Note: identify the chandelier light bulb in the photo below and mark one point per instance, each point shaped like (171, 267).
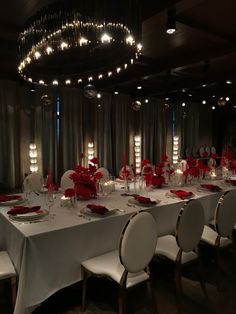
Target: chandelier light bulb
(106, 38)
(83, 41)
(37, 55)
(139, 47)
(64, 45)
(49, 50)
(130, 40)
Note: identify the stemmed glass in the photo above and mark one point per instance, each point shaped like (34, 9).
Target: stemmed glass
(26, 189)
(49, 201)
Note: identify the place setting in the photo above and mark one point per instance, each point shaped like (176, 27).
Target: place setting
(97, 210)
(181, 194)
(143, 201)
(28, 214)
(10, 200)
(209, 188)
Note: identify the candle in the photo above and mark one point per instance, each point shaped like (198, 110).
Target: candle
(134, 166)
(179, 177)
(124, 162)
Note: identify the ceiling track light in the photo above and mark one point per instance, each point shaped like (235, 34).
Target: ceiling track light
(171, 22)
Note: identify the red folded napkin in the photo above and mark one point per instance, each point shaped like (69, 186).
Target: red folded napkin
(211, 187)
(233, 182)
(98, 209)
(181, 193)
(144, 200)
(7, 198)
(16, 210)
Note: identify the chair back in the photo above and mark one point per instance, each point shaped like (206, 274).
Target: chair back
(128, 168)
(138, 241)
(189, 226)
(225, 213)
(105, 173)
(66, 181)
(33, 182)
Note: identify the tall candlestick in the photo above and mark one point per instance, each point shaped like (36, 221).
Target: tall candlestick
(125, 162)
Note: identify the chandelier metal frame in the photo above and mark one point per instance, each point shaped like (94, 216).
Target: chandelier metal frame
(54, 38)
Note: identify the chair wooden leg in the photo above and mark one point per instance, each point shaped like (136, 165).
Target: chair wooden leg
(179, 287)
(13, 291)
(122, 300)
(201, 281)
(84, 276)
(151, 290)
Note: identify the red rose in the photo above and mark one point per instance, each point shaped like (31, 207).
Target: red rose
(69, 192)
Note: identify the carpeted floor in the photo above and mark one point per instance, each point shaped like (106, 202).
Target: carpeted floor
(102, 293)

Directions for this task: Set down only these lines, exactly: the line containing "Note: identify the red folded" and each line after it, through the end of the listing.

Solution below:
Note: identify the red folded napkin in the photo above and mark one point per instance, each point shaped like (69, 186).
Target: red folded napkin
(211, 187)
(233, 182)
(98, 209)
(181, 193)
(144, 200)
(7, 198)
(16, 210)
Note: identify the chair back in the photo above and mark one point per instance, each point shaped like (206, 274).
Target: chair back
(128, 168)
(138, 241)
(189, 226)
(225, 213)
(105, 173)
(66, 181)
(33, 182)
Note: identify the tall candlestick in the photo above and mark one point per instance, each point shaped like (36, 221).
Target: tall candlestick
(125, 162)
Note: identify the chandelier metal frame in the photo above and mark one point per instance, each point shaped like (94, 216).
Target: chandelier metal frame
(54, 38)
Note: identify the chair wooden leg in the photo above and mark one point per instance, each point shaped like (136, 165).
Target: chair wooden leg
(179, 287)
(13, 291)
(122, 300)
(201, 281)
(84, 276)
(151, 290)
Note: identify the red rose in the photo above and mark one point per instance, each point shaped like (31, 207).
Target: red rose
(69, 192)
Note: identify the carpeted floor in the photo above and mark one point per instance, each point shaped like (106, 202).
Target: carpeted floor
(102, 293)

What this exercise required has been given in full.